◆ Instructions
**a.** List every broad category of risk that the research summary says Working Paper 1 associates with the use of facial recognition in law enforcement.
**b.** Please check each statement against the research summary and answer yes or no, quoting the words that decide it. (i) The working paper series has four parts. (ii) Ameen Jauhar leads the Centre for Applied Law & Technology Research. (iii) Jai Vipra's work focuses on AI ethics in India.
**c.** Carry the research summary on facial recognition in Indian law enforcement forward from its last sentence.

◆ Source excerpt
🔬 Research summary by Ameen Jauhar (right) and Jai Vipra (left).
Jai Vipra works at the Centre for Applied Law and Technology Research, Vidhi Centre for Legal Policy, with a focus on digitalisation and development in the Global South. Ameen Jauhar is a senior resident fellow leading the Centre for Applied Law & Technology Research. His work focuses on law and policy issues around data governance, internet and cyber regulation, and AI ethics in India.Â
Overview: The Centre for Applied Law & Technology Research (ALTR) which is part of the Vidhi Centre for Legal Policy, recently published its third and final working paper in a three part series. The objective behind this working papers’ series is to discuss how facial recognition (FRT) is being deployed at the state level by local law enforcement. India joins a growing number of countries across the globe aiming to integrate emerging technologies into state surveillance apparatuses, in the midst of increasing concerns around its legal, ethical, and social ramifications.
Introduction
Our working papers covered three distinctive themes –
- Working Paper 1 discusses the risks posed by FRT in the India context, deriving from global literature covering these issues in different jurisdictions. Specifically, the paper identifies three broad categories of risks associated with the use of FRT in law enforcement, namely, legal and constitutional issues, ethical risks, and problems for the criminal justice system.

◆ Record extracts
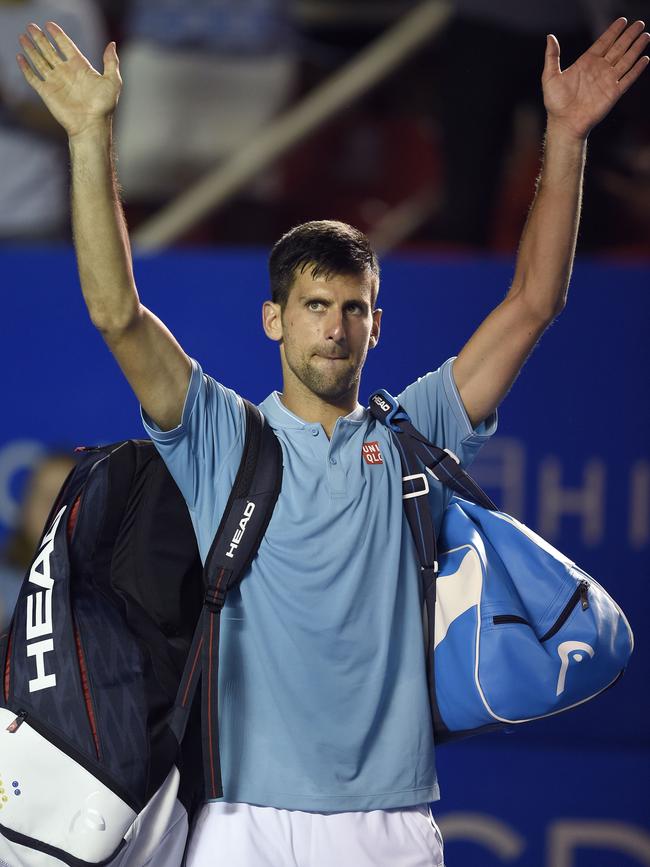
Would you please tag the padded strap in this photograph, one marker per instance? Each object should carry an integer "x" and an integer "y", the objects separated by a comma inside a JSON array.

...

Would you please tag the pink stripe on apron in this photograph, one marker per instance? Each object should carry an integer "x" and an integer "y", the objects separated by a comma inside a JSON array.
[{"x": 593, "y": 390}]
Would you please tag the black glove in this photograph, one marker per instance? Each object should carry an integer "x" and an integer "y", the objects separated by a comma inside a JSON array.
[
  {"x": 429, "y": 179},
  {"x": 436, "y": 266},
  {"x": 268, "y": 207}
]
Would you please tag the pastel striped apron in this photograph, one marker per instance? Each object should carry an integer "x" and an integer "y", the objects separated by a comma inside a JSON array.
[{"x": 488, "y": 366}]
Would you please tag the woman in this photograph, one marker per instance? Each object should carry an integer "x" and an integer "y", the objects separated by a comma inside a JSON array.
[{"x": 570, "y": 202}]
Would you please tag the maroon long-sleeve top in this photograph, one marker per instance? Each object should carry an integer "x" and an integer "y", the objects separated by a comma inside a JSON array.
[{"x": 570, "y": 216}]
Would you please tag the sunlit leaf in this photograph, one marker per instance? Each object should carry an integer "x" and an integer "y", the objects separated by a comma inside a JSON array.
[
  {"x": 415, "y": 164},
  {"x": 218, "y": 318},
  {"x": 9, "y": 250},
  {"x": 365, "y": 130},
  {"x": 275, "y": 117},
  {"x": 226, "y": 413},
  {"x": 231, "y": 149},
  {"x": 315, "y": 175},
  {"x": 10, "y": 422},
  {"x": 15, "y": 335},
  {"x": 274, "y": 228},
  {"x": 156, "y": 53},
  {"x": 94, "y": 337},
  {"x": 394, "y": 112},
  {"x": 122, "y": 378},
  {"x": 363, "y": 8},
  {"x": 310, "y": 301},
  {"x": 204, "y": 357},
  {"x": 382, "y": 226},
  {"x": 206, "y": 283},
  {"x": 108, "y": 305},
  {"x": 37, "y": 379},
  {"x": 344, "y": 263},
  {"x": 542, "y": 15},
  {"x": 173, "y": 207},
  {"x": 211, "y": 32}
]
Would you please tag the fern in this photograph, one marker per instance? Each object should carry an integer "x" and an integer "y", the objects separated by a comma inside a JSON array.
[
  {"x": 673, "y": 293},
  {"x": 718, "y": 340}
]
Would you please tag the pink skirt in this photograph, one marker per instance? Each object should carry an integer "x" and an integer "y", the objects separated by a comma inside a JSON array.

* * *

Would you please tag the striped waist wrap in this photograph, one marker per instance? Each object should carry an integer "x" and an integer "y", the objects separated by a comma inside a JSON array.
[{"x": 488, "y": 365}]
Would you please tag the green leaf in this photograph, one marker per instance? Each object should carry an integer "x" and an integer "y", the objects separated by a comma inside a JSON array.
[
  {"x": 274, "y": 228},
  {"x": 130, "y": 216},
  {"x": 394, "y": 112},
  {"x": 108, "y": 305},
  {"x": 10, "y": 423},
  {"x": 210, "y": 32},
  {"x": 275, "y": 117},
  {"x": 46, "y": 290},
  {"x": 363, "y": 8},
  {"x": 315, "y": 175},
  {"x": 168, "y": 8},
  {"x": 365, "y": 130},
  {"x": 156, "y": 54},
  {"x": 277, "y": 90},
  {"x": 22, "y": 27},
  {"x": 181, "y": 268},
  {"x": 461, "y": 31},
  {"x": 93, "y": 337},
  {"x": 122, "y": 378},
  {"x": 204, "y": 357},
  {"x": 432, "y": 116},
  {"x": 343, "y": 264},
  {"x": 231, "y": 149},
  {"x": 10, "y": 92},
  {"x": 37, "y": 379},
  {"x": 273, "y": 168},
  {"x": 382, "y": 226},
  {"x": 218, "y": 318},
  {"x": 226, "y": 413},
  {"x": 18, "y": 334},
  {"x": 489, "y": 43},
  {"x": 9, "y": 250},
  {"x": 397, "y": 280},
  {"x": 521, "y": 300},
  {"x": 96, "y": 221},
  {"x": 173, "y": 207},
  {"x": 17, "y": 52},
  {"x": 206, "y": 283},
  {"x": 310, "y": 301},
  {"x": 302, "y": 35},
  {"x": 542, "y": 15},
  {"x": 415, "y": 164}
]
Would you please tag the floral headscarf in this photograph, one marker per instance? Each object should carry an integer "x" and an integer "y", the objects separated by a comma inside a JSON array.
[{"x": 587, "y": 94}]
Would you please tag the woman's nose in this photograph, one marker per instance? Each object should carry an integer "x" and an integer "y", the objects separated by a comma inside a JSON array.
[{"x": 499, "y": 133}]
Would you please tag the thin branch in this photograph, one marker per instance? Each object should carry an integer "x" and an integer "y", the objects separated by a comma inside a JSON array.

◆ Responses to the exercise
**a.**
1. Legal and constitutional issues
2. Ethical risks
3. Problems for the criminal justice system

**b.**
(i) No: "its third and final working paper in a three part series"
(ii) Yes: "a senior resident fellow leading the Centre for Applied Law & Technology Research"
(iii) No: "Jai Vipra works at the Centre for Applied Law and Technology Research, Vidhi Centre for Legal Policy, with a focus on digitalisation and development in the Global South"

**c.**
- Working Paper 2 was an empirical case study of how FRT is likely to affect citizens in the Indian capital of Delhi. The paper reviewed through a spatial analysis of existing CCTVs to determine how FRT integrated into these systems will put a higher risk of surveillance against vulnerable populations of the city, especially Muslim inhabited areas.
- Working Paper 3 titled Procurement of Facial Recognition Technology for Law Enforcement in India: Legal and Social Implications of the Private Sector’s Involvement deals with a relatively underexplored issue in the larger ethical discourse around the use of FRT. It explores how state agencies, particularly law enforcement bodies, procure such technology from private corporations. The role of the private sector in the Indian context is quite opaque and raises several red flags which have been examined in this final paper of the series.
The post aims to provide a concise overview of the papers, and conclude with some thoughts on how the conversation around use of FRT in India can be developed from a regulatory perspective.
Working Paper 1: Indian law enforcement’s ongoing use of automated facial recognition technology – Ethical risks and legal challenges
The rapid growth in the Indian AI industry has also triggered concerns around its risks. Arguably, FRT as a surveillance technology has become the most visible conflict to India’s commitment of adopting responsible and safe AI. Both internationally and within India, the rapid deployment of FRT by law enforcement agencies, for seemingly surveillance and security purposes, have raised concerns. These can broadly be categorized into a). Legal and constitutional issues; b). Ethical risks; and c). Problems for the criminal justice system in India.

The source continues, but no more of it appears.